• _Page extract_
╔══

The Monte Rosa SkyMarathon is an international skyrunning competition held in Alagna Valsesia on Monte Rosa (Italy) which marked the origins of skyrunning.

History
The first edition of the race was in 1992 to and from Alagna, reaching Colle del Lys at 4,250m where the race was turned around due to strong winds. In 1993 and 1994, and from 2018, the race course was from Alagna, 1,192m to the summit of Monte Rosa, 4,554m and back, making it Europe's highest race. (In 1996 the highest point reached was the Gnifetti Hut, 3,647m).

Between 2002 to 2011 the race (also known as Trofeo Stefano Degasparis) took place on a different course to and from Alagna to the Passo dei Salati at 2,980m.

In 2009 the race was valid for the Skyrunner World Series.

When the original course was relaunched in 2018 (the 25th anniversary of the first race to the summit), a new rule was introduced where participants race in teams of two for safety.

╚══

• _Dataset content_

╔══

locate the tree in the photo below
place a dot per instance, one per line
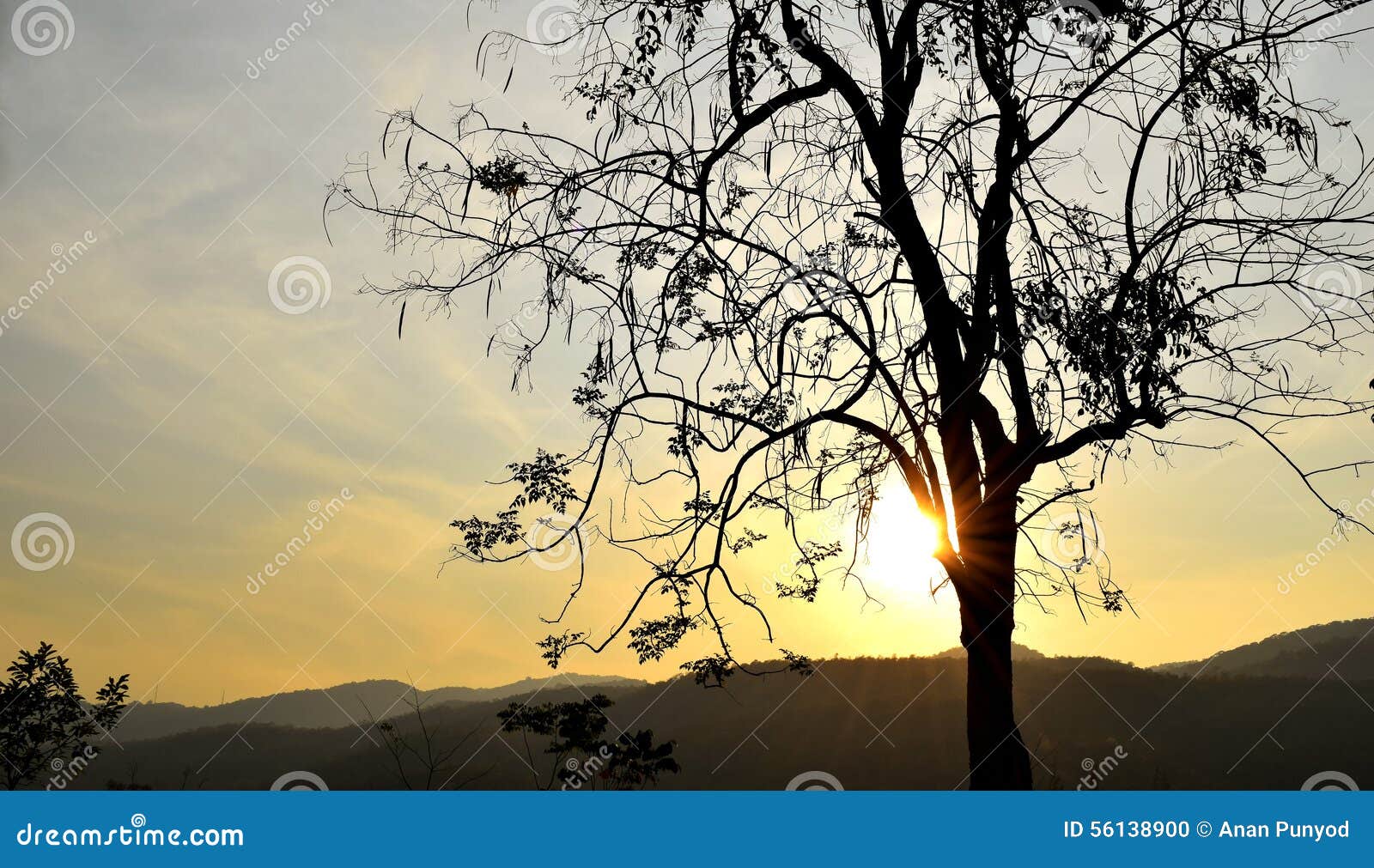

╚══

• _Request 1_
Summarize the Monte Rosa SkyMarathon text in two sentences.
• _Request 2_
Proceed with the Monte Rosa SkyMarathon text from the point where it stops.

• _Final answer 1_
The Monte Rosa SkyMarathon is an international skyrunning competition held in Alagna Valsesia on Monte Rosa, Italy, and it marked the origins of skyrunning. First run in 1992, it has used several courses, including a route from Alagna to the 4,554m summit of Monte Rosa and back that makes it Europe's highest race, and since the original course was relaunched in 2018, participants have raced in teams of two for safety.

• _Final answer 2_
The winners of the 2019 edition were Italian William Boffelli with Austrian Jakob Herrmann (men) (4h51'58") and Natalia Tomasiak with Katarzyna Solinska (women) from Poland (6h38'14").

The record holders for the original course (Alagna - Monte Rosa - Alagna) are Italians Fabio Meraldi in 4h24' and Gisella Bendotti in 5h34', both set in 1994. Emelie Forsberg finished in a faster time of 5h03'56" in 2018. She teamed with Kilian Jornet in a mixed gender team which falls into the male category, Bendotti's individual time still stands. Forsberg's time is the best female performance over the course.

Editions

Legend: *reduced course due to bad weather

Trofeo Stefano Degasparis
From 2002 to 2011 the race took place on a different course from Alagna to the Passo dei Salati at 2,980m and back.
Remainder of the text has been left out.